**Given instruction**. Copy out every line in the rows below that contains the word "doorway".

**Given data**.
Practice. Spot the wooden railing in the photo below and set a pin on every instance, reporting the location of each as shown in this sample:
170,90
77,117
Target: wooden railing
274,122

--

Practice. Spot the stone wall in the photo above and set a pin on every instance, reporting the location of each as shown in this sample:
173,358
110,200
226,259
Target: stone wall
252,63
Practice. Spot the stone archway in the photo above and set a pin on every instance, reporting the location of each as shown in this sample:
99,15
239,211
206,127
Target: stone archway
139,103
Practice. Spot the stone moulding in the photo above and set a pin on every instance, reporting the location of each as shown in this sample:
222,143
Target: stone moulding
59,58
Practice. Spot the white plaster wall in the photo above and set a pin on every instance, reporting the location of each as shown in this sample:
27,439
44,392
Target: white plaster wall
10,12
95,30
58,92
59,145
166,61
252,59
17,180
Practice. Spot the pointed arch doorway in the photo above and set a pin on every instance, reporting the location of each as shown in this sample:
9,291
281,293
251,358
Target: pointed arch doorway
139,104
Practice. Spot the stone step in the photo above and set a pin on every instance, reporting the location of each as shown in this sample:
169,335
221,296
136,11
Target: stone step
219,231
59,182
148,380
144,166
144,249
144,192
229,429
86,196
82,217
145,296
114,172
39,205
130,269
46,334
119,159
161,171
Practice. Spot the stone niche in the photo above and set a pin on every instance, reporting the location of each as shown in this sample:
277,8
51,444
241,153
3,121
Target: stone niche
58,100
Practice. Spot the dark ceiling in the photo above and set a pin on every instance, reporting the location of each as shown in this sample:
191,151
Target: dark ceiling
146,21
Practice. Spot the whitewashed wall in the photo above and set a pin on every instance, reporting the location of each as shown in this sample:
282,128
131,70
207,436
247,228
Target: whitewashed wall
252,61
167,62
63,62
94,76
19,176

**Exercise answer**.
Practice. Spot the pointed arch doorway in the photo above and set a pin on every instance, reporting the location of each as shown in this sample:
Target: pointed arch doorway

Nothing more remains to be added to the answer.